__INSTRUCTIONS TO FOLLOW__:
A faithful transcription of all the data is required.

__DATASET ROWS__:
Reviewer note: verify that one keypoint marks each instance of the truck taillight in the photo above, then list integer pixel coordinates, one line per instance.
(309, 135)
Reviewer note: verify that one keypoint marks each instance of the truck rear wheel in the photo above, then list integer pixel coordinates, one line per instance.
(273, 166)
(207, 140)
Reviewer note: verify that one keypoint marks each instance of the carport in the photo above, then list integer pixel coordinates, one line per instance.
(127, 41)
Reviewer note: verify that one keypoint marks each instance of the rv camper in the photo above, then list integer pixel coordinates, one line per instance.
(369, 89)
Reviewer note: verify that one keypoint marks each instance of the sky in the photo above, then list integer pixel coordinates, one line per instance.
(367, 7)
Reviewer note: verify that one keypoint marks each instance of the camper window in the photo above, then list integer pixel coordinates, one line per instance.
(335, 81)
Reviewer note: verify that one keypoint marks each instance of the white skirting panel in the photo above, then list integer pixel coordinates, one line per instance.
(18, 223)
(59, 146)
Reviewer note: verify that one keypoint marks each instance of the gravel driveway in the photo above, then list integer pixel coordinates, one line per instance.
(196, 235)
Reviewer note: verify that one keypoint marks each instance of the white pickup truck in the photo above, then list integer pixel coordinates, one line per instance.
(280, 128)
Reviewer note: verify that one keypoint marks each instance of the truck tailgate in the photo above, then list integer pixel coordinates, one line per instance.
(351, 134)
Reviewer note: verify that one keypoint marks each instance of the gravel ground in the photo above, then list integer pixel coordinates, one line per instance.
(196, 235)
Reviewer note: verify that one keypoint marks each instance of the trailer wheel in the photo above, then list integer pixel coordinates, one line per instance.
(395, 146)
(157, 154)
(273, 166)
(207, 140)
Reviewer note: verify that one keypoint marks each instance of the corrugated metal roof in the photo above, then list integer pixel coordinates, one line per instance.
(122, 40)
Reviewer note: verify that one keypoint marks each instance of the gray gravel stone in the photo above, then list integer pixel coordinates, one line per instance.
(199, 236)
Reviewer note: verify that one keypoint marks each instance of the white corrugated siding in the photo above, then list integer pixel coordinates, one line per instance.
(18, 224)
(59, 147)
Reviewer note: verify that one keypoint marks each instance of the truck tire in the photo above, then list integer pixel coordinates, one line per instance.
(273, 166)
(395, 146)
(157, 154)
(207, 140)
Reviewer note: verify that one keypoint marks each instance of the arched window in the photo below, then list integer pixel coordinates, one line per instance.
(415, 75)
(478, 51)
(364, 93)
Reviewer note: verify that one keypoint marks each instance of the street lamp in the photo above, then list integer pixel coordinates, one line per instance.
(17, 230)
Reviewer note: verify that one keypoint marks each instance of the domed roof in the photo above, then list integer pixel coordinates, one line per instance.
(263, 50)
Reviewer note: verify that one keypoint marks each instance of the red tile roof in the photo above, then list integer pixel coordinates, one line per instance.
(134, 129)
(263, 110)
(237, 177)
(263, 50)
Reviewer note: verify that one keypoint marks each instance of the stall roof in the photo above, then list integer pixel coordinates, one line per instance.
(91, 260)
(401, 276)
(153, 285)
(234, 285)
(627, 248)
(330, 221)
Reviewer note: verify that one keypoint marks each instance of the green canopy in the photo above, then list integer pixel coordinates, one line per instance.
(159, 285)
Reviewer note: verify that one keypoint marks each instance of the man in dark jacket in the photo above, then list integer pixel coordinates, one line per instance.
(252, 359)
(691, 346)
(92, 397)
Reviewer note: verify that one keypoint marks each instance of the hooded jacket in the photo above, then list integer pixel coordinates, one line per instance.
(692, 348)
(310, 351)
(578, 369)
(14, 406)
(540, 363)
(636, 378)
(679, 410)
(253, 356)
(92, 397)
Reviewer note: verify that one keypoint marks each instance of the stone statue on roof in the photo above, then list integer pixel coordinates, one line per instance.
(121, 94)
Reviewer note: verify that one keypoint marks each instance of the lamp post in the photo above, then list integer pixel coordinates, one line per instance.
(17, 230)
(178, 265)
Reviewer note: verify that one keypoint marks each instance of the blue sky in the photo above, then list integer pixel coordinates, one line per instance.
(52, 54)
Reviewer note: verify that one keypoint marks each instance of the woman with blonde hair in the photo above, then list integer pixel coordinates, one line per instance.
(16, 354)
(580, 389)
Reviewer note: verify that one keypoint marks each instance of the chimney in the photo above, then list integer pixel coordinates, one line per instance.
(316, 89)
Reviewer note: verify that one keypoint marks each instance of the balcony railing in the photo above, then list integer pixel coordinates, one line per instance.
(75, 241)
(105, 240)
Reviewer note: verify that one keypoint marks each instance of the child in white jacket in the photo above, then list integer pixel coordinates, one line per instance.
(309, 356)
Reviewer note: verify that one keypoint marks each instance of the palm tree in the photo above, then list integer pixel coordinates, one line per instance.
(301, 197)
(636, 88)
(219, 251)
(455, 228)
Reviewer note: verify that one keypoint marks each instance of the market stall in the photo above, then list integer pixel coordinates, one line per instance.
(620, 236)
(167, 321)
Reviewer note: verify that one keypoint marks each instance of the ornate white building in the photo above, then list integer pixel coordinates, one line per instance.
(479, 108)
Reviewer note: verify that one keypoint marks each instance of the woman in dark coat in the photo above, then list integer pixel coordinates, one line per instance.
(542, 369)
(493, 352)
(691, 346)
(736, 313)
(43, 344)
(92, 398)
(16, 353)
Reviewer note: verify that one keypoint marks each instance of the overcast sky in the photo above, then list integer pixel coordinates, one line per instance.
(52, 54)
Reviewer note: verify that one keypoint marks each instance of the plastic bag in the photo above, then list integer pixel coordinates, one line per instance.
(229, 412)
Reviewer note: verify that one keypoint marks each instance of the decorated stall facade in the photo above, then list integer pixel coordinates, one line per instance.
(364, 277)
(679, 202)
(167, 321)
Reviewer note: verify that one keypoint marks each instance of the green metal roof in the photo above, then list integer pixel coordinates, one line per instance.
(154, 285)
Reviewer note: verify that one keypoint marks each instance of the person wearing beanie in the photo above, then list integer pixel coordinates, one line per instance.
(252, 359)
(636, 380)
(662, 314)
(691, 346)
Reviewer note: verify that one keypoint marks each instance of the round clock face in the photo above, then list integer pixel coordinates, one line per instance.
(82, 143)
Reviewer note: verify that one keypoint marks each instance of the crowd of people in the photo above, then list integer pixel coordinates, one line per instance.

__OUTPUT OF THE EXERCISE__:
Reviewer note: verify that one keypoint marks each instance of the truck taillight in the photo above, then list integer pixel coordinates, one line per instance.
(309, 135)
Reviewer note: verify that one keypoint marks each instance of the truck rear wheel in the photo above, then list integer pixel coordinates, one line per instance.
(273, 166)
(207, 140)
Reviewer note: verify that one keypoint marks each instance of the carport in the photo above, then list integer pixel coordinates, one line per instance.
(127, 41)
Reviewer note: verify that one keypoint marks each instance of the rv camper in the photo above, then list integer pixel coordinates, one line per instance.
(369, 89)
Reviewer note: verify that one keypoint marks each instance of the sky in the photo above, then list integer pixel coordinates, one line per instance.
(367, 7)
Reviewer note: verify that one keypoint marks each instance of the camper window in the photo above, then list integer pixel coordinates, one line per instance.
(335, 81)
Reviewer note: verify that one keypoint marks each instance of the white skirting panel in the photo above, then list integer pixel coordinates, one line per instance.
(18, 223)
(59, 146)
Reviewer note: verify that one keypoint marks each instance of the gravel driveway in the photo above, then list integer pixel coordinates, one line per instance.
(196, 235)
Reviewer note: verify that one keypoint marks each instance of the white pickup truck in the photo above, then list integer pixel coordinates, one line per instance.
(280, 128)
Reviewer note: verify that one keypoint marks each instance of the truck tailgate in the photo above, then list integer pixel coordinates, one line per instance.
(351, 134)
Reviewer note: verify that one keypoint marks each instance of the gravel ground in the photo above, then list integer pixel coordinates, one line per instance.
(196, 235)
Reviewer note: verify that one keypoint marks each instance of the trailer wheel in the photo above, then list integer pixel coordinates, one line per instance.
(395, 146)
(157, 154)
(273, 166)
(207, 140)
Reviewer note: verify that one keypoint marks each instance of the corrugated metal roof in the photo above, then list integer pixel coordinates, one line per instance.
(122, 40)
Reviewer note: verify that one keypoint marks each instance of the gray gravel stone in the photo above, then list integer pixel coordinates, one line per instance.
(199, 236)
Reviewer note: verify that one keypoint marks each instance of the white corrugated siding in the photo above, then list integer pixel coordinates, one line per instance.
(18, 224)
(59, 147)
Reviewer note: verify that one keypoint marks each instance of the truck tire in the photo above, then list integer pixel coordinates, one line per instance.
(273, 166)
(395, 146)
(157, 154)
(207, 140)
Reviewer note: verify that one keypoint marks each instance of the arched window in the photo below, then list integer pixel coordinates, one line per instance.
(415, 75)
(478, 51)
(364, 93)
Reviewer note: verify that one keypoint marks each instance of the street lamp in the photo above, then list integer pixel coordinates, one line per instance.
(17, 230)
Reviewer note: verify that one keypoint marks each instance of the domed roof in the photo above, then list integer pixel coordinates, one line per instance.
(263, 50)
Reviewer note: verify that one keypoint marks each instance of the red tile roof in the photo above, then list integer pixel coordinates, one line per instance.
(134, 129)
(263, 110)
(237, 177)
(263, 50)
Reviewer note: verify that one keypoint marks each instance of the stall roof in the photo above, then list integer pixel coordinates, one line per instance.
(91, 260)
(401, 276)
(153, 285)
(234, 285)
(627, 248)
(330, 221)
Reviewer note: verify that one keypoint marks each instance of the green canopy in the photo above, then list integer pixel coordinates, one line per instance.
(159, 285)
Reviewer note: verify that one keypoint marks each instance of the man in dark jacket in the photo above, then list integer pixel coordinates, one line per instance.
(252, 359)
(691, 346)
(92, 397)
Reviewer note: verify that one keypoint marks each instance of the hooded jacket in the photo above, then list integer pixel coordinates, one line per instance.
(692, 348)
(310, 351)
(578, 369)
(14, 406)
(540, 363)
(636, 378)
(679, 410)
(253, 356)
(92, 397)
Reviewer note: verify that one keypoint marks each instance of the stone statue on roof in the photo above, then list integer pixel coordinates, one line per instance.
(121, 94)
Reviewer note: verify that one keypoint marks each instance of the lamp post in the photo above, then list integer pixel coordinates, one line per instance.
(17, 230)
(178, 265)
Reviewer note: verify that one keypoint marks each instance of the blue sky in the photo above, then list integer pixel coordinates, one line per instance.
(52, 54)
Reviewer note: verify that one keypoint marks each instance of the woman with blonde hair in the photo above, then list integer pixel coordinates, one line per instance.
(16, 354)
(580, 389)
Reviewer note: verify that one keypoint marks each instance of the chimney in the photo above, then list integer pixel coordinates, one line per instance.
(316, 89)
Reviewer note: verify that one keypoint marks each instance of the balcony railing in the photo above, then list integer pixel coordinates, one line per instance.
(75, 241)
(105, 240)
Reviewer note: verify that one keypoint marks each instance of the child in white jacket in the photo above, then list integer pixel coordinates, one line per instance.
(309, 356)
Reviewer note: verify that one keypoint marks each instance of the palm tree in the photo above, then list integer pixel coordinates, one line per instance.
(301, 197)
(636, 88)
(219, 251)
(455, 228)
Reviewer note: verify that one keypoint marks each instance of the market stall in the photo above, then list integer pixel coordinates, one line per instance.
(620, 236)
(167, 321)
Reviewer note: verify that one keypoint marks each instance of the ornate white building in the photo above, then list integer pixel coordinates, one line per instance.
(479, 108)
Reviewer note: verify that one keypoint marks each instance of the woman in dark coat in the photo above, then list integer pixel coordinates, one line per instance.
(542, 369)
(493, 352)
(691, 346)
(736, 313)
(43, 344)
(92, 398)
(16, 353)
Reviewer note: verify that one keypoint marks each instance of the overcast sky in the photo above, then list integer pixel coordinates, one line per instance.
(52, 54)
Reviewer note: verify that one keypoint marks each instance of the plastic bag in the photo above, then list integer pixel coordinates, one line per instance.
(229, 412)
Reviewer note: verify that one keypoint marks each instance of the decorated stall facade in the photo above, then list integer pixel coordinates, one line per instance.
(364, 277)
(679, 202)
(167, 321)
Reviewer note: verify that one keypoint marks each instance of the green metal roof in the photo above, then list integer pixel coordinates, one line per instance.
(154, 285)
Reviewer note: verify that one keypoint marks each instance of the person wearing beanie in the photo above, then list integer pixel coordinates, one line per instance.
(252, 359)
(636, 380)
(662, 314)
(691, 346)
Reviewer note: verify that one keypoint marks each instance of the round clock face in the photo above, then list integer pixel coordinates, one line per instance.
(82, 143)
Reviewer note: verify that one keypoint marks each instance of the crowd of people in the photo above, then list integer pixel coordinates, one line per instance.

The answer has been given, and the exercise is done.